WHAT YOU SHOULD DO |
Write out precisely the lines beginning with the line that contains "A point belongs on each instance of the panavia" and ending with the last line of the entries, and no other lines.

(Dataset items)
++++++++

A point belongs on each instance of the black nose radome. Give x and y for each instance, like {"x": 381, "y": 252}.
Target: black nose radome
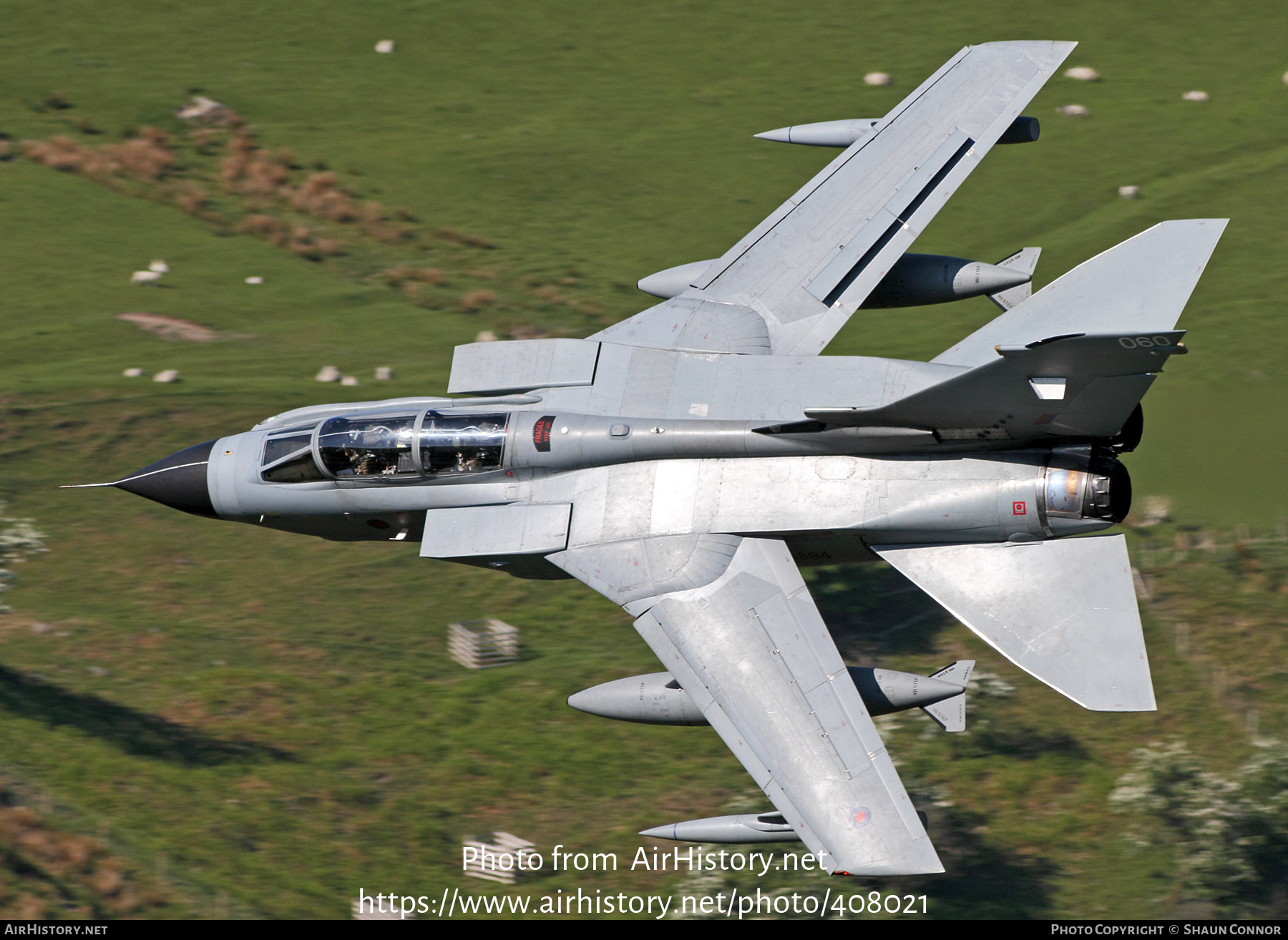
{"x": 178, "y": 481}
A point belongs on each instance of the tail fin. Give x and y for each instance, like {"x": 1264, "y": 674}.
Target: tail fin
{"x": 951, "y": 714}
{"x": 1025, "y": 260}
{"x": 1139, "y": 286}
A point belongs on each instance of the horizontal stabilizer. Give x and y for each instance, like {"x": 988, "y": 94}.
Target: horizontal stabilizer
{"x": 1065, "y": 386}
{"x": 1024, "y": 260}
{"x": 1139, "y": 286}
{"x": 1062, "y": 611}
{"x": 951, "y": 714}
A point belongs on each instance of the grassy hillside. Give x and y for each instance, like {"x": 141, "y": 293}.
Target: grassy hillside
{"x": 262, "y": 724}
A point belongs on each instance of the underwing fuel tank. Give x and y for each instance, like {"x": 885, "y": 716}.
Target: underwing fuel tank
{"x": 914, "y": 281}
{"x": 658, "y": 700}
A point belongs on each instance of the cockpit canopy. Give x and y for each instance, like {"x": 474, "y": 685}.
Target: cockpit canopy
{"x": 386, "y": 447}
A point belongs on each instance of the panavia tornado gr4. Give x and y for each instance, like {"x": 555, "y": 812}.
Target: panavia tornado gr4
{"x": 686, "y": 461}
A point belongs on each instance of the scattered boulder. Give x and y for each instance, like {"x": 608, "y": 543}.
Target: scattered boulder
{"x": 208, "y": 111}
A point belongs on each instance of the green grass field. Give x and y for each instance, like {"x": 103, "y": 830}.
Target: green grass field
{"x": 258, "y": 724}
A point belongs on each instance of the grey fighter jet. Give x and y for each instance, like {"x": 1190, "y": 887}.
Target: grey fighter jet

++++++++

ANSWER FOR THE TASK |
A point belongs on each instance of the panavia tornado gr4. Give x and y for each instance, like {"x": 555, "y": 812}.
Target: panavia tornado gr4
{"x": 686, "y": 461}
A point belongs on each instance of the scattered boulder. Give x and y for each instance, like {"x": 608, "y": 543}.
Target: scattered boulder
{"x": 208, "y": 111}
A point belongs on each instance of the green grass field. Give x and y for each instance, like {"x": 103, "y": 830}.
Target: green grass field
{"x": 258, "y": 724}
A point belongs on each instance of the grey fighter jet. Give x and y for each instance, like {"x": 1190, "y": 887}.
Target: grey fighter jet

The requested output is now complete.